■ TASKS AND EXERCISES ■
a) Answer these three questions from the Fountains of Wayne review, one answer per line, each marked like its question:
(i) What kind of percussion does the band use?
(ii) In what year did the band's self-titled debut come out?
(iii) Which band is offered as an example of decent bands turned into parodies of themselves?
b) Write out the Fountains of Wayne review again, starting with "All of this" and going on through "to non-in-crowd audiences.", switching "pratfall" to "pitfall".
c) Resume the Fountains of Wayne review from its last sentence and keep it going.

■ SELECTED EXCERPT ■
----------------

It would be a mistake to write too much into
Fountains of Wayne. It would require a level of brooding self-absorption
beyond my kin to turn this band into any sort of harbinger of
meaning. They just don’t write that kind of music. They write
upbeat, mid-tempo guitar pop flushed out with generous portions
of retro-80s synthesizer. They use handclap percussion, three
part harmonies, copious amounts of “OOOOOOOOs” and “AAAAHHHHHHHs”
and classic pop hooks; many, many hooks. It’s like a fishing
supply store there are so many hooks.
All of this wraps around Chris Collingwood’s simile heavy vocals
to create the smirkiest pop you’re ever likely to love. Collingwood
writes lyrics seeped in overly literate, bored suburban passive
aggression, a theme he had perfected on the band’s self-titled
debut back in 1996 and that has carried through the band’s entire
catalogue. There’s a shimmer of smirking in-joke behind virtually
every track. It’s the kind of thing that, in the wrong hands,
turns otherwise decent bands into self-reflective parodies of
themselves. Think Nerf Herder. Luckily Fountains of Wayne usually
manage to skirt that particular pratfall, never allowing their
amusement at their own wittiness to overpower the need to write
songs accessible to non-in-crowd audiences.

----------------

■ AVAILABLE DATA ■

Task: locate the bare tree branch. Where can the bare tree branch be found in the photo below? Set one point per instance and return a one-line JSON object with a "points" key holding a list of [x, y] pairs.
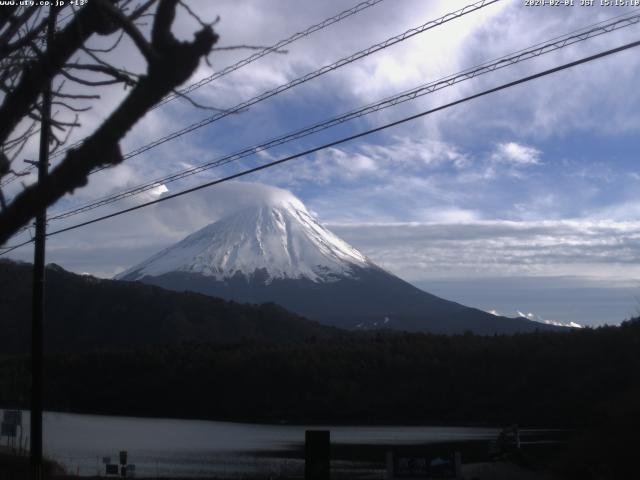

----------------

■ PER-TASK OUTPUTS ■
a)
(i) Handclap percussion.
(ii) 1996.
(iii) Nerf Herder.

b)
All of this wraps around Chris Collingwood’s simile heavy vocals
to create the smirkiest pop you’re ever likely to love. Collingwood
writes lyrics seeped in overly literate, bored suburban passive
aggression, a theme he had perfected on the band’s self-titled
debut back in 1996 and that has carried through the band’s entire
catalogue. There’s a shimmer of smirking in-joke behind virtually
every track. It’s the kind of thing that, in the wrong hands,
turns otherwise decent bands into self-reflective parodies of
themselves. Think Nerf Herder. Luckily Fountains of Wayne usually
manage to skirt that particular pitfall, never allowing their
amusement at their own wittiness to overpower the need to write
songs accessible to non-in-crowd audiences.

c)
Now, if you’re just not into guitar pop, or if quirky wordsmithing
isn’t in your top five reasons to listen to a band, these guys
are not likely to entertain you very much. There’s not much
here you haven’t heard before, sonically. The melodies are your
basic major key progressions, chorded, often fuzzed, but sometimes
simply amplified acoustics. The rhythms almost never venture
out of the slow- to mid-tempo straight time. There is nothing
even vaguely experimental or avant about the band or its music..
You’ve likely heard something very similar to the soundscapes
on Welcome Interstate Managers before. No one
should listen to the Fountains of Wayne looking for expansive
adventures in audio. But if you just enjoy solid to great pop
songwriting, if you hum along at the desk or sing your way through
the daily commute, if Gen-X word play amuses, it’s more than
worth the chance.
Standout tracks include the opener Mexican Wine, as
well as Bright Future in Sales and Little Red Light.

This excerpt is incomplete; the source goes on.